● YOUR ASSIGNMENT:
Each line of the material below should be reproduced exactly.

● EXCERPTED RECORDS:
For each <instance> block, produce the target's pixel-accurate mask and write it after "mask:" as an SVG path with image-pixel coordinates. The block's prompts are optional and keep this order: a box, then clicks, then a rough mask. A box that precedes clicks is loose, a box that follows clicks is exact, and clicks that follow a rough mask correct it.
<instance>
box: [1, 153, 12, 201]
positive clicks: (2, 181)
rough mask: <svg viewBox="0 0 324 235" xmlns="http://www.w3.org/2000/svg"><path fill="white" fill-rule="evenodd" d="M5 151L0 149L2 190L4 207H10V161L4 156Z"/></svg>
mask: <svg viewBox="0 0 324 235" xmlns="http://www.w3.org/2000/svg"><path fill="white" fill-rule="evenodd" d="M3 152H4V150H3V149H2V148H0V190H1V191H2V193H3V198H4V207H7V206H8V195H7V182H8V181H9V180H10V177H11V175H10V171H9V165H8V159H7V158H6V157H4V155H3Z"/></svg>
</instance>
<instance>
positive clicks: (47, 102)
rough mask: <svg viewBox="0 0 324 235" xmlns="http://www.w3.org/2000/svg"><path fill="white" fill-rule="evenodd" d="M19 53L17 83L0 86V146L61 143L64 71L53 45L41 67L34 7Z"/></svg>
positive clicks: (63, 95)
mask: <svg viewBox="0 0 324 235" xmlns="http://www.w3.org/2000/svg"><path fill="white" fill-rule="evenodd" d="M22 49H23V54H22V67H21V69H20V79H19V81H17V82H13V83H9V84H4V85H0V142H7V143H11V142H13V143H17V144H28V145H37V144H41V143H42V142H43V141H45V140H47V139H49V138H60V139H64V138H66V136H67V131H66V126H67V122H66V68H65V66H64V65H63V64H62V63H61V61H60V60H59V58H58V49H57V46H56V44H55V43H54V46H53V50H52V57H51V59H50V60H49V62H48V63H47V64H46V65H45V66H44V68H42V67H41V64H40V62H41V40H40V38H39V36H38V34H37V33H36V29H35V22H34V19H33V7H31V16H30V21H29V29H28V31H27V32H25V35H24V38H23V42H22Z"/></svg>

● PROBLEM SOLUTION:
For each <instance> block, produce the target's pixel-accurate mask and write it after "mask:" as an SVG path with image-pixel coordinates. The block's prompts are optional and keep this order: a box, then clicks, then a rough mask. A box that precedes clicks is loose, a box that follows clicks is exact, and clicks that follow a rough mask correct it.
<instance>
box: [1, 153, 12, 201]
positive clicks: (2, 181)
rough mask: <svg viewBox="0 0 324 235" xmlns="http://www.w3.org/2000/svg"><path fill="white" fill-rule="evenodd" d="M5 151L0 149L2 190L4 207H10V161L4 156Z"/></svg>
mask: <svg viewBox="0 0 324 235" xmlns="http://www.w3.org/2000/svg"><path fill="white" fill-rule="evenodd" d="M3 152H4V150H3V149H2V148H0V190H1V191H2V193H3V198H4V207H7V206H8V195H7V182H8V181H9V180H10V177H11V175H10V171H9V165H8V159H7V158H6V157H4V155H3Z"/></svg>
</instance>
<instance>
positive clicks: (47, 102)
rough mask: <svg viewBox="0 0 324 235" xmlns="http://www.w3.org/2000/svg"><path fill="white" fill-rule="evenodd" d="M19 53L17 83L0 86V146L61 143L64 71L53 45L41 67L34 7Z"/></svg>
positive clicks: (63, 95)
mask: <svg viewBox="0 0 324 235" xmlns="http://www.w3.org/2000/svg"><path fill="white" fill-rule="evenodd" d="M22 49H23V54H22V67H21V69H20V79H19V81H17V82H13V83H9V84H4V85H0V142H7V143H11V142H13V143H17V144H28V145H37V144H41V143H42V142H43V141H45V140H47V139H49V138H60V139H64V138H66V136H67V131H66V126H67V122H66V68H65V66H64V65H63V64H62V63H61V61H60V60H59V58H58V49H57V46H56V44H55V43H54V46H53V50H52V57H51V59H50V60H49V62H48V63H47V64H46V65H45V66H44V68H42V67H41V64H40V62H41V40H40V38H39V36H38V34H37V33H36V29H35V22H34V19H33V7H31V16H30V21H29V29H28V31H27V32H25V35H24V38H23V42H22Z"/></svg>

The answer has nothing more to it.